**Saved entries:**
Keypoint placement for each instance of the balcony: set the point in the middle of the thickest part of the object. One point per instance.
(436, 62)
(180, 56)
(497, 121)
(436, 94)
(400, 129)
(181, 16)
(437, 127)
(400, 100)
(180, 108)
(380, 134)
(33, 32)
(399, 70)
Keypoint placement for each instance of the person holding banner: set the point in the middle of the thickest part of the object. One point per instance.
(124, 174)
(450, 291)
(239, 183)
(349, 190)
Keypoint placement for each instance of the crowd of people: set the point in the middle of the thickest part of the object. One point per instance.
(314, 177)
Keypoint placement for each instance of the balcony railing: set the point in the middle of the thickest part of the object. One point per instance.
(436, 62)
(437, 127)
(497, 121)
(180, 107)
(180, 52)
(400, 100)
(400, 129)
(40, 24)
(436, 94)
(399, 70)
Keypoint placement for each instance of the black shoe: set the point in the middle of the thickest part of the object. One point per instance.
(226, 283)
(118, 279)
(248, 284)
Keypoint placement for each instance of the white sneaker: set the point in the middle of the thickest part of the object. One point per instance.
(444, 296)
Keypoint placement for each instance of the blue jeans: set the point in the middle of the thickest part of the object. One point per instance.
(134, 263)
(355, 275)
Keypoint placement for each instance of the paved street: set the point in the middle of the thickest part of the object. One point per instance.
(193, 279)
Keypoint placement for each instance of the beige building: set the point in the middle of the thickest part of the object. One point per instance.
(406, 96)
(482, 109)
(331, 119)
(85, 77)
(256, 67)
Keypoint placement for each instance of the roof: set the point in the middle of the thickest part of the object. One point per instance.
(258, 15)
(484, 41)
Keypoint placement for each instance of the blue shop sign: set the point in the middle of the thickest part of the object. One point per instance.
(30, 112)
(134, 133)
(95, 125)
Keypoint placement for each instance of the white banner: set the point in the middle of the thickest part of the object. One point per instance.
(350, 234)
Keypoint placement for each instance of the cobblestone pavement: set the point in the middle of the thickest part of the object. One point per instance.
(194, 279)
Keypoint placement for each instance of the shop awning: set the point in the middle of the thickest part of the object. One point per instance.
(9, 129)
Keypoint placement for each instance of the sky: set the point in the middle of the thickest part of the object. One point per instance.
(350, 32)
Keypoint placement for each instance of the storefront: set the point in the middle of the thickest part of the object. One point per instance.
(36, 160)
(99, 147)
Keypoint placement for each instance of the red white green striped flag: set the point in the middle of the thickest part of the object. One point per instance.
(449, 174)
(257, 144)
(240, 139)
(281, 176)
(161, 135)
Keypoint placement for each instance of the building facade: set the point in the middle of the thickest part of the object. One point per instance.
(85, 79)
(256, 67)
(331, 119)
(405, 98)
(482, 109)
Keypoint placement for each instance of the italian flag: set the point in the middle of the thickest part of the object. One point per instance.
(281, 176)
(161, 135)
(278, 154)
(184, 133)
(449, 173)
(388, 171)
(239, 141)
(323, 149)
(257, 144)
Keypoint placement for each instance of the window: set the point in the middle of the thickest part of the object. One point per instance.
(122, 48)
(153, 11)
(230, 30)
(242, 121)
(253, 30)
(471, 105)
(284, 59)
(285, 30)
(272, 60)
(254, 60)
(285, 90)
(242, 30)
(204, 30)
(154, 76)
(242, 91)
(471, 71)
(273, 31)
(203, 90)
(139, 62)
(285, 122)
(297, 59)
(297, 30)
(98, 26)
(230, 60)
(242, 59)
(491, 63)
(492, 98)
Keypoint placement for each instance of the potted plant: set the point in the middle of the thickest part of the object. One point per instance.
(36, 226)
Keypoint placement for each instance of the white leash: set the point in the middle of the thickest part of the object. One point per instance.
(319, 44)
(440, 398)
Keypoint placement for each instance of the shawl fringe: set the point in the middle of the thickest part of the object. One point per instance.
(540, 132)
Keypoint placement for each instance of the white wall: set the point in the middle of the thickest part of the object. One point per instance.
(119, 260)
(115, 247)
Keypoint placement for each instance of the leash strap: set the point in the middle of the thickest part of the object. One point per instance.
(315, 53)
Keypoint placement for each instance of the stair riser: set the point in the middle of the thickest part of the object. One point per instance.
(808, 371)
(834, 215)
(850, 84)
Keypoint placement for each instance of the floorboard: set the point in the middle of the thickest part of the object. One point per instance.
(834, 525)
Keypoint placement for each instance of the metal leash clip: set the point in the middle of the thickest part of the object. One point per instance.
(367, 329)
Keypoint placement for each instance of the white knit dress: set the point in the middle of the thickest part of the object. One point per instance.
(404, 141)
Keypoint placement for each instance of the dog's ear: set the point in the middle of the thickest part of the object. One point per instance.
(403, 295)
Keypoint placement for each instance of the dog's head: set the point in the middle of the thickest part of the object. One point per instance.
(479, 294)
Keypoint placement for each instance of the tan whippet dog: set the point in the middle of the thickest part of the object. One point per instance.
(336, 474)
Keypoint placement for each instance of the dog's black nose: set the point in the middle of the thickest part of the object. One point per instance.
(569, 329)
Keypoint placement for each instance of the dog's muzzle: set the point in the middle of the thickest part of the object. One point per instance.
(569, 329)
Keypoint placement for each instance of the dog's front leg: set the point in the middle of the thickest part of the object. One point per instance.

**Your instructions:**
Lay out all of the rows above as a JSON list of strings, with one string for each line and no blank lines.

**Solution:**
[
  "Keypoint placement for each instance of the balcony: set the point in the middle of the thickest part of the object. One point per instance.",
  "(436, 62)",
  "(180, 56)",
  "(497, 121)",
  "(436, 94)",
  "(400, 129)",
  "(181, 16)",
  "(437, 127)",
  "(400, 100)",
  "(180, 108)",
  "(380, 134)",
  "(33, 32)",
  "(399, 70)",
  "Keypoint placement for each instance of the person holding banner: set the point in the middle of the thickest part of the object. One point per instance.",
  "(124, 174)",
  "(450, 291)",
  "(239, 183)",
  "(349, 190)",
  "Keypoint placement for each instance of the crowd of people: set the point in the middle of the thickest part of the object. One point per instance.",
  "(314, 177)",
  "Keypoint placement for each instance of the balcony railing: set the point in the middle of the thickest part of the object. One point per instance.",
  "(436, 62)",
  "(437, 127)",
  "(497, 121)",
  "(180, 107)",
  "(180, 52)",
  "(400, 100)",
  "(400, 129)",
  "(40, 24)",
  "(436, 94)",
  "(399, 70)",
  "Keypoint placement for each instance of the black shoe: set the point in the middle of the thickest part of the object. One point per instance.",
  "(226, 283)",
  "(118, 279)",
  "(248, 284)",
  "Keypoint placement for each instance of the white sneaker: set the point in the middle of the thickest part of the object. One point per instance.",
  "(444, 296)",
  "Keypoint placement for each instance of the blue jeans: set the point in the middle of the thickest part of the object. One point per instance.",
  "(134, 263)",
  "(355, 275)",
  "Keypoint placement for each instance of the paved street: set the point in the middle of the thickest part of the object. One point per instance.",
  "(193, 279)",
  "Keypoint placement for each instance of the beige building: set the point in the middle of the thickest part of the object. One point per instance.",
  "(406, 96)",
  "(482, 109)",
  "(331, 119)",
  "(85, 77)",
  "(256, 67)",
  "Keypoint placement for each instance of the roof: set the point in the middle of the thickest part of the object. One point per instance.",
  "(258, 15)",
  "(484, 41)",
  "Keypoint placement for each instance of the blue shop sign: set the point in the middle of the thickest part of the object. One point per instance.",
  "(30, 112)",
  "(134, 133)",
  "(95, 125)",
  "Keypoint placement for each instance of the white banner: set the point in the middle of the thickest part of the object. One point per instance.",
  "(350, 234)",
  "Keypoint placement for each instance of the cobblestone pavement: set the point in the middle of the thickest part of the object. One point per instance.",
  "(194, 279)",
  "Keypoint placement for each instance of the shop awning: set the point in the middle of the thickest part of the object. One point per instance.",
  "(9, 129)",
  "Keypoint placement for each instance of the sky: set the point in the middle of the thickest part of the object. One point per instance.",
  "(350, 32)",
  "Keypoint placement for each instance of the storefront: set the point in the middle of the thickest part of the object. One point per instance.",
  "(36, 160)",
  "(99, 147)",
  "Keypoint placement for each instance of the red white green striped flag: set the point in the middle of the thickest part of the object. One point per instance.",
  "(449, 174)",
  "(257, 144)",
  "(240, 139)",
  "(281, 176)",
  "(161, 135)",
  "Keypoint placement for each instance of the building facade: set the point in the middle of the thickest part of the object. One point per instance.",
  "(85, 79)",
  "(256, 67)",
  "(331, 119)",
  "(405, 98)",
  "(482, 109)",
  "Keypoint placement for each instance of the italian flag: set the point in the middle of the thickest part of the object. One point per instance.",
  "(281, 176)",
  "(161, 135)",
  "(278, 154)",
  "(184, 133)",
  "(449, 173)",
  "(388, 171)",
  "(239, 141)",
  "(323, 149)",
  "(257, 144)",
  "Keypoint placement for each instance of the window: set the point in the middle of the thickest part of the object. One point per instance.",
  "(122, 48)",
  "(153, 11)",
  "(230, 30)",
  "(242, 121)",
  "(253, 30)",
  "(471, 105)",
  "(284, 59)",
  "(285, 30)",
  "(272, 60)",
  "(254, 60)",
  "(285, 90)",
  "(242, 30)",
  "(204, 30)",
  "(154, 76)",
  "(242, 91)",
  "(471, 71)",
  "(273, 31)",
  "(203, 90)",
  "(139, 62)",
  "(285, 122)",
  "(297, 59)",
  "(297, 30)",
  "(98, 26)",
  "(230, 60)",
  "(242, 59)",
  "(491, 63)",
  "(492, 98)",
  "Keypoint placement for each instance of the potted plant: set the point in the middle of the thickest part of the object. One point per instance.",
  "(36, 226)",
  "Keypoint placement for each instance of the white leash: set the point in the middle of the thickest part of the object. One point per instance.",
  "(319, 44)",
  "(440, 398)",
  "Keypoint placement for each instance of the shawl fringe: set the point in the middle of the thickest part of the object. One point per instance.",
  "(540, 132)",
  "Keypoint placement for each instance of the white wall: set the point in the middle of the thickest part of the object. One point per instance.",
  "(119, 260)",
  "(115, 247)",
  "Keypoint placement for each instance of the leash strap: set the point in the middle of the thickest part of the object. One point per instance.",
  "(315, 53)",
  "Keypoint placement for each instance of the stair riser: set the point in the middle of the thickest part of the object. One point per instance.",
  "(808, 371)",
  "(834, 215)",
  "(850, 84)",
  "Keypoint placement for each instance of the floorboard: set the point in the middle of the thickest part of the object. One point per instance.",
  "(834, 525)",
  "Keypoint placement for each instance of the metal leash clip: set the point in the middle of the thickest part of the object. One point per instance.",
  "(367, 329)",
  "Keypoint placement for each instance of the white knit dress: set the point in the middle of the thickest part of the object. One point per instance.",
  "(404, 141)",
  "Keypoint placement for each instance of the dog's ear: set the point in the middle of the thickest part of the object. One point per instance.",
  "(403, 295)",
  "Keypoint placement for each instance of the dog's head: set the point in the middle of the thickest part of the object. One point per instance.",
  "(479, 294)",
  "Keypoint placement for each instance of the tan whippet dog: set the point in the middle of the thickest part of the object. One point per instance.",
  "(336, 474)",
  "Keypoint placement for each instance of the dog's black nose: set the point in the middle of the thickest part of the object. One point per instance.",
  "(569, 329)",
  "Keypoint placement for each instance of the dog's muzzle: set the point in the middle of the thickest part of the object. One point per instance.",
  "(569, 329)",
  "Keypoint placement for each instance of the dog's front leg: set the point in the middle of the thickest part of the object. One point per instance."
]